But the MBAs are on to something — something that most of those companies on Forbes’s list are missing. The best companies have already prepared financial buffers. They have built a workforce that can cope with a crisis. Most of these firms don’t need to lay off anybody.

We were reminded of this during the fierce recession that began in 2008. One of us, Bill, was traveling on Southwest Airlines, and he complimented the gate attendant on the fact that — unlike most other major airlines — Southwest hadn’t let anybody go. “It’s no accident,” she replied. “The other airlines are loaded up in debt. They have no choices. We have more than a billion in cash, so we have all kinds of options. Would you like to see the new markets we are opening in?”

But it isn’t just a strong balance sheet that separates the leading companies from the laggards in a crisis. As you can tell from the Southwest attendant’s response to Bill, leaders treat their employees like trusted partners, not like hired hands. They share information. They foster participative management. In a crisis, they turn to their employees for innovative ways to survive. Layoffs are a last resort, not a first.

You might think that entrepreneurial companies — which don’t have much borrowing capacity and must often operate on low margins — would be the first casualties of any crisis and so would be forced to rely on layoffs. But our research (not yet published) has found that many of these companies are following strategies that larger businesses might do well to emulate.

● Data shown
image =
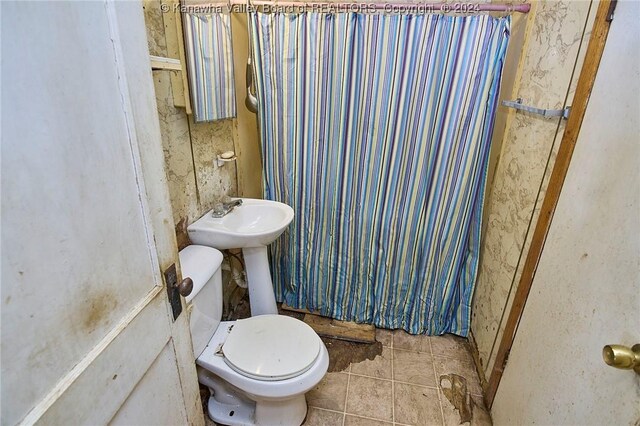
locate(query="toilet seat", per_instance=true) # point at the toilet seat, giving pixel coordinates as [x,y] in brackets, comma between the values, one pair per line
[271,347]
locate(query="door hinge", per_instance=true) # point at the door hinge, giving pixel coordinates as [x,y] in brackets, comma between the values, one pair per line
[612,9]
[171,281]
[506,359]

● Prompt
Retype the part of the passage on layoffs during a crisis that begins with the words containing "But it isn’t" and ends with "not a first.".

● Final answer
But it isn’t just a strong balance sheet that separates the leading companies from the laggards in a crisis. As you can tell from the Southwest attendant’s response to Bill, leaders treat their employees like trusted partners, not like hired hands. They share information. They foster participative management. In a crisis, they turn to their employees for innovative ways to survive. Layoffs are a last resort, not a first.